— What is required —
Copy out every one of the records below word for word, with no changes.

····················

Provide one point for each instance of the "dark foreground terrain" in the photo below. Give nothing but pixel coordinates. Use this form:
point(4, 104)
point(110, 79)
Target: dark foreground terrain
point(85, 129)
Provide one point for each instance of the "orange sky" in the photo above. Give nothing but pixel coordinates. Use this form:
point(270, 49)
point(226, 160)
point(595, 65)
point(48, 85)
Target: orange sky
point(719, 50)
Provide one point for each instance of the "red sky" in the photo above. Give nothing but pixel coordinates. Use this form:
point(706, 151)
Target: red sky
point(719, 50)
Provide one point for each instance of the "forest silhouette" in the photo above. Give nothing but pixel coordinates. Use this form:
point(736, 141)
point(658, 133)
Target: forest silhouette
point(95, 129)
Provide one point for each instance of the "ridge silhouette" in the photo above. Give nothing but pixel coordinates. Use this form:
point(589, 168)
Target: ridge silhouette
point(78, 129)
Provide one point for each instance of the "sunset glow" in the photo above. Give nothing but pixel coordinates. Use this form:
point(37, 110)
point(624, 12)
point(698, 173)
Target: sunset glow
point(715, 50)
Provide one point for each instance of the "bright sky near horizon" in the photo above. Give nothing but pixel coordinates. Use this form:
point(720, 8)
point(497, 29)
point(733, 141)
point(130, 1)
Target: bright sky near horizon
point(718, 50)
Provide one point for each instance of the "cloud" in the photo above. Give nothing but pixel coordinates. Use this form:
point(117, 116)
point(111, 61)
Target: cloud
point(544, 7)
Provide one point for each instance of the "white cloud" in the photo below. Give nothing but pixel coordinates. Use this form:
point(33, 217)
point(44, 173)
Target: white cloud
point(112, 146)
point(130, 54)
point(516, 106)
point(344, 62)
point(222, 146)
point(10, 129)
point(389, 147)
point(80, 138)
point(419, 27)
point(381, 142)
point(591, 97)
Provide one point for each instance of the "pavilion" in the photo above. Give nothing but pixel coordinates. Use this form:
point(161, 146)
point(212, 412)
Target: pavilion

····················

— Written response —
Provide one point for each instance of the "dark foreground terrain" in the photo below. Give nothing but pixel coordinates. Use this form:
point(4, 104)
point(110, 79)
Target: dark foreground terrain
point(85, 129)
Provide one point for each instance of the "orange sky" in the photo above. Give nothing but pixel coordinates. Use this form:
point(270, 49)
point(226, 160)
point(595, 65)
point(48, 85)
Target: orange sky
point(719, 50)
Provide one point for each instance of the "red sky" in the photo above. Give nothing but pixel coordinates. Use this form:
point(706, 151)
Target: red sky
point(719, 50)
Provide one point for each instance of the "forest silhouette" in the photo above. Give nothing but pixel coordinates. Use this form:
point(736, 141)
point(658, 133)
Target: forest silhouette
point(95, 129)
Provide one point for each instance of the "ridge silhouette" in the photo above. Give nothing but pixel coordinates. Use this form:
point(589, 168)
Target: ridge silhouette
point(78, 129)
Provide one point for each instance of the "sunset glow" in the photo above. Give nothing but pixel coordinates. Use this form:
point(37, 110)
point(624, 12)
point(698, 173)
Target: sunset glow
point(715, 50)
Provide one point for each instance of the "bright sky near horizon" in the photo above. Give nothing but pixel coordinates. Use this form:
point(720, 8)
point(497, 29)
point(733, 141)
point(130, 1)
Target: bright sky near horizon
point(718, 50)
Provide one point for each instance of the "cloud" in the photo above. Give nothing but pixel coordinates. Use this form:
point(117, 116)
point(111, 61)
Target: cloud
point(544, 7)
Provide one point for each instance of the "white cloud" in the photo below. Give nothing but pixel coordinates. Use this form:
point(33, 217)
point(44, 173)
Target: white cloud
point(112, 146)
point(130, 54)
point(516, 106)
point(344, 62)
point(222, 146)
point(10, 129)
point(389, 147)
point(80, 138)
point(419, 27)
point(381, 142)
point(591, 97)
Provide one point for each instance of the "pavilion" in the photo above. Give nothing but pixel coordinates. Use this form:
point(161, 146)
point(212, 412)
Target: pavilion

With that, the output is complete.